> _Problem_
Each line of the material must appear again in the answer, exactly.

> _Records to use_

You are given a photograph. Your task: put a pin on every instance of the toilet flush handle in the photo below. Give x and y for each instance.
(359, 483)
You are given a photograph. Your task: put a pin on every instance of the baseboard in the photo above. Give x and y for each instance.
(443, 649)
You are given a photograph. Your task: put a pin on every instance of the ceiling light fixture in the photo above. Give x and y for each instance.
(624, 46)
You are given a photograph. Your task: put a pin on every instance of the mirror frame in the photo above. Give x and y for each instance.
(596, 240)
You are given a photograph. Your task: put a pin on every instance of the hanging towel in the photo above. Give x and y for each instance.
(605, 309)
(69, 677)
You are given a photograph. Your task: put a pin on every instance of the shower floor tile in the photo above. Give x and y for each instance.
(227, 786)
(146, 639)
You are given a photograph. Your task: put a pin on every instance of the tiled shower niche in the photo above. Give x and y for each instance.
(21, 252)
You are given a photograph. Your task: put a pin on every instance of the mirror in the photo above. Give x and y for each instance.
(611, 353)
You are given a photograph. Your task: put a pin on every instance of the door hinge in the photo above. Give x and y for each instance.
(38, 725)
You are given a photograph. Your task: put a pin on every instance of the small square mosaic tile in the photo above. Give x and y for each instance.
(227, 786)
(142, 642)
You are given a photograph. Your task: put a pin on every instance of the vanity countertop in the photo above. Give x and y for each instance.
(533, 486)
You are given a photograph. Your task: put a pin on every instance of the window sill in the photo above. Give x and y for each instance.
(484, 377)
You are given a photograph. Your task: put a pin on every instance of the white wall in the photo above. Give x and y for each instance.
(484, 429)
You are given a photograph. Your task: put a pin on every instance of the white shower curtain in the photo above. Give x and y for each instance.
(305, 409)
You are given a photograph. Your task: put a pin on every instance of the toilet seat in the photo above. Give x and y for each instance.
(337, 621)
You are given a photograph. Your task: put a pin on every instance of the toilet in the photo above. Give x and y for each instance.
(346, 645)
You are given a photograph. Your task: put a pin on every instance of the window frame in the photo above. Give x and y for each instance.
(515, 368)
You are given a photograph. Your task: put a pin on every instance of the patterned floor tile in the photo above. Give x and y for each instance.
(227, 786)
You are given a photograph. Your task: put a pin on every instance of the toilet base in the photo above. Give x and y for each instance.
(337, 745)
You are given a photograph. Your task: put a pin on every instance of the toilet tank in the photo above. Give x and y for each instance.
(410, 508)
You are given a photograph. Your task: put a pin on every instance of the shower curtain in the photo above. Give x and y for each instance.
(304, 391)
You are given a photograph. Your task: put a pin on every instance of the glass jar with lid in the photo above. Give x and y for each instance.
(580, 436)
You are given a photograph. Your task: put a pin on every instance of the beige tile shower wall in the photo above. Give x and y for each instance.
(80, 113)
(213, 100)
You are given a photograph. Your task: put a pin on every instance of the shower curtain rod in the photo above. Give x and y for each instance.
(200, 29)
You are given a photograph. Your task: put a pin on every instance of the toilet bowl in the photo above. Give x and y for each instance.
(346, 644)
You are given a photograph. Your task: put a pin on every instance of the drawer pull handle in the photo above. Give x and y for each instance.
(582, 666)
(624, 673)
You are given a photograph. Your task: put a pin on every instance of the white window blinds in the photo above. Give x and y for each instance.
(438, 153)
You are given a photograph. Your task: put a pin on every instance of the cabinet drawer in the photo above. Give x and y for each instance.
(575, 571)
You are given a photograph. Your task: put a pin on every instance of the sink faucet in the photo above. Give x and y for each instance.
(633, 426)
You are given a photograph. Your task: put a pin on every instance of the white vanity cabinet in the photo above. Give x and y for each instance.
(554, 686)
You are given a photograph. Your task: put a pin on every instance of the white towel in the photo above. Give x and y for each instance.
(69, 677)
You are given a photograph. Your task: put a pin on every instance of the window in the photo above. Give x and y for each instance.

> _Answer box_
You are given a photograph. Your task: put a pin on every instance of the toilet flush handle in the photo below. Give x and y for each instance.
(359, 483)
You are given a photograph. Your task: put a pin on every instance of the baseboard in the photo above. Give x and y for each instance.
(443, 649)
You are given a photograph. Your task: put a pin on every instance of the ceiling light fixture in the photo above. Give x and y for each instance.
(624, 46)
You are given a photograph. Your task: put a pin on every instance of the mirror frame in the photo above. Give x and y for each instance.
(596, 240)
You are given a photograph. Your task: put a pin on every instance of the hanging towel in the photo above. Give x and y for each instance.
(605, 309)
(69, 677)
You are given a photograph. Your task: put a pin on every instance of the shower floor tile in the photo above. Give x and y for each instance.
(227, 786)
(146, 639)
You are given a photograph. Your task: put a pin on every instance of the tiled shower niche in the photo above. Give x and y for each instance.
(21, 252)
You are given a photograph. Your task: put a pin on every instance of the mirror in the photo above. Give x and y for each instance.
(611, 353)
You are given a photograph. Your task: put a pin on every instance of the door hinge in the photo above. Give x and y for each instance.
(38, 725)
You are given a photograph. Your task: put a pin on every instance of the small square mosaic tile in the photo above. Give x and y for each instance.
(227, 786)
(142, 642)
You are given a photograph. Your task: put a pin on every instance of the vanity countertop in the photo above. Give x and y for each instance.
(533, 486)
You are given a photograph. Your task: put a pin on every instance of the window sill in the photo above. Give x and y for each instance.
(484, 377)
You are given a photograph. Your task: put a pin on every instance of the white wall in the photo above. Give x and y for each instance.
(484, 429)
You are given a photograph. Your task: put a pin on every instance of the white shower curtain in the photo above. Give x and y for each instance.
(305, 409)
You are given a photograph. Your task: put a pin on every instance of the toilet seat in the photo above. Give x and y for each instance.
(337, 621)
You are given a photograph. Your task: put a pin on every instance of the toilet in the photo above. Give x and y for each instance.
(346, 645)
You are given a photograph. Your task: put a pin on every instance of the window frame in the photo above. Give x and y for each instance.
(515, 368)
You are given a photograph. Your task: put a pin on every instance of the patterned floor tile in the photo above. Give x and y for each instance.
(227, 786)
You are given a photograph. Your task: put a pin on every instance of the toilet base in the photo above. Give x and y for each instance.
(337, 745)
You are given a photograph. Your task: put a pin on every instance of the toilet tank in the photo above. Give x and y for each instance.
(410, 508)
You are given a photograph. Your task: put a pin on every instance of the shower curtain in the photo above. Give x and y for each instance.
(304, 391)
You are given a photograph. Your task: put a pin on every instance of the glass jar with lid in the photo above. Give x and y for each instance.
(580, 436)
You are given a photograph. Your task: put a pin on every instance of the beige tile shower wall in the photo above. Give x and y for each instance.
(80, 113)
(213, 100)
You are given a photograph. Your task: put a pin on every instance of the shower curtain rod in the photo above. Give x and y for each instance.
(200, 29)
You are given a photograph. Your task: put a pin on every instance of the toilet bowl in the photo above. Give x and y for each instance.
(346, 644)
You are given a photograph. Your task: put a pin on every instance of the drawer pull handle in the photo above. Give x and y for each instance.
(582, 666)
(624, 673)
You are given a photograph. Your task: put a pin on every instance of the white window blinds in the photo above. Give x and y for each instance.
(438, 153)
You are given a photograph. Your task: put a pin on every instance of the cabinet drawer in the photo above. Give x and y for each instance.
(575, 571)
You are given a photograph. Your task: put a pin on every instance of the sink faucet in the photo above. Give x and y for each instance.
(633, 426)
You are given a photograph. Your task: put a pin on every instance of the white vanity cabinet in the photo above. Give x and y for each instance.
(554, 686)
You are given a photograph. Your task: put a pin on every instance of the white towel in the photo above. Give x and y for each instance.
(69, 677)
You are given a photograph. Your task: put a pin on every instance of the window in the photo above. Give x and y for each instance.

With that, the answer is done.